** START OF MATERIAL FOR THE TASK **
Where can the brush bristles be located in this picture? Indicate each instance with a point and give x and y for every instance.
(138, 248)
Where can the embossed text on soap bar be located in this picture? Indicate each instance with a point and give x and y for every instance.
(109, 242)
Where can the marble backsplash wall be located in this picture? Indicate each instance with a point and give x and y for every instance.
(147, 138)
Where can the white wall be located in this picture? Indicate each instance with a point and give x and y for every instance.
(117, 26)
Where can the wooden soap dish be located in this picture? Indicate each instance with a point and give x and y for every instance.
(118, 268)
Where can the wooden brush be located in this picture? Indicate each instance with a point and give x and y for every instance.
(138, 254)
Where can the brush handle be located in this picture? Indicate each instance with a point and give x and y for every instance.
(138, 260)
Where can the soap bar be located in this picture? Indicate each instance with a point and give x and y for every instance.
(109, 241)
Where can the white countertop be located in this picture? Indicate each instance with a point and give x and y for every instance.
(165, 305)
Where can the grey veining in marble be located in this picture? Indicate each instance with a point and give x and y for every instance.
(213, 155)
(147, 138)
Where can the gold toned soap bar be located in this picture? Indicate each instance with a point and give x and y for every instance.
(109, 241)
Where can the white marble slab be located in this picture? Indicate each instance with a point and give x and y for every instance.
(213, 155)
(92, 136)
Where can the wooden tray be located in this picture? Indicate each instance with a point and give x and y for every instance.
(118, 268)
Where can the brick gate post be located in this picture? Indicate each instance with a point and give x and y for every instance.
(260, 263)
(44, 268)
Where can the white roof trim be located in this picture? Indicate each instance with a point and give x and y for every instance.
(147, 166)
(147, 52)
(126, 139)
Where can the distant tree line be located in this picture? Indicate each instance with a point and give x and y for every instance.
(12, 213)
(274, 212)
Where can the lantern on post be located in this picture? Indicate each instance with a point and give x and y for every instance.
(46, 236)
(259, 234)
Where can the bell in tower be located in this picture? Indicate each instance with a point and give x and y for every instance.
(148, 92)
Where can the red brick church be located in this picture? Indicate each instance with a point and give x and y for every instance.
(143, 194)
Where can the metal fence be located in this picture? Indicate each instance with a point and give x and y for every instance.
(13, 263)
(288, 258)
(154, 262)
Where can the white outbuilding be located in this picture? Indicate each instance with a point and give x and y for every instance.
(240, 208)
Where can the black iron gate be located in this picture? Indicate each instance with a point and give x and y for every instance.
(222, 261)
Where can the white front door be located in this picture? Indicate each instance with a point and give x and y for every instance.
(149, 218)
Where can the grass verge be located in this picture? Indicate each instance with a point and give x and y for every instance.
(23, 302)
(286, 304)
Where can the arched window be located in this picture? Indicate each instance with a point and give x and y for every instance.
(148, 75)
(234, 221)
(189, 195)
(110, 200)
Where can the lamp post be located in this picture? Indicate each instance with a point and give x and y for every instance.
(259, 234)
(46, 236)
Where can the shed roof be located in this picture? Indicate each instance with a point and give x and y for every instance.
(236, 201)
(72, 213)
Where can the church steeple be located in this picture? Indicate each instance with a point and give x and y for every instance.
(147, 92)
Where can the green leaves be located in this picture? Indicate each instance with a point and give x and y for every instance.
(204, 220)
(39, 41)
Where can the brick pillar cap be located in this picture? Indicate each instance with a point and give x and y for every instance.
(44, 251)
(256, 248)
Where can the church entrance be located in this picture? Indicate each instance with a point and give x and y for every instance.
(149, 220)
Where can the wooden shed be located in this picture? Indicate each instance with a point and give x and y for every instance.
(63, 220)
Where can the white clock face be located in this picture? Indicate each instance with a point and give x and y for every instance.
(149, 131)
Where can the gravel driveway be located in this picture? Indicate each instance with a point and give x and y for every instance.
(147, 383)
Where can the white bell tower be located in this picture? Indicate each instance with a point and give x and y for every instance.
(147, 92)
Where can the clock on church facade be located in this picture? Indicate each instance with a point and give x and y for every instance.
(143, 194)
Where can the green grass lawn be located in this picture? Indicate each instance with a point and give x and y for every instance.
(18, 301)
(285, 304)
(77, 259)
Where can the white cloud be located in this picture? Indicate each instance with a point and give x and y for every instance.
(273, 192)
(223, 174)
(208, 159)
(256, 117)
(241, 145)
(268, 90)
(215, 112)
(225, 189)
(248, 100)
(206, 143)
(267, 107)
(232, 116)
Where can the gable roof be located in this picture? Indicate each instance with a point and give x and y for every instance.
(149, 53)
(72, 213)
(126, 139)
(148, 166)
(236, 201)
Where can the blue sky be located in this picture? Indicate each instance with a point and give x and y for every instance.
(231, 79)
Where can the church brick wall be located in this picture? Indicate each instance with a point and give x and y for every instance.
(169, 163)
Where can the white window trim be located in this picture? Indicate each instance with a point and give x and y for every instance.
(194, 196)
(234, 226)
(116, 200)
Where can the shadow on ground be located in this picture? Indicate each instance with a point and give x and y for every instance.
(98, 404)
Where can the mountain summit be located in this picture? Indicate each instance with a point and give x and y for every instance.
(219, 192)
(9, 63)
** END OF MATERIAL FOR THE TASK **
### EXERCISE BRIEF
Copy word for word the lines of the records above, from the line containing "Where can the blue" through the last line of the records, including both.

### FULL RESPONSE
Where can the blue sky be located in this picture? Indicate each instance with a point and give x and y for every instance.
(231, 79)
Where can the church brick wall be located in this picture? Indicate each instance with a point and give x and y for every instance.
(169, 163)
Where can the white window trim be located in this picture? Indicate each instance with a point and give x and y for every instance.
(194, 196)
(234, 226)
(116, 200)
Where can the shadow on ground be located in this picture? Indicate each instance with a point and give x and y for every instance.
(98, 404)
Where can the mountain summit be located in this picture? Indicate each instance with a point and give x and y for every instance.
(219, 192)
(9, 63)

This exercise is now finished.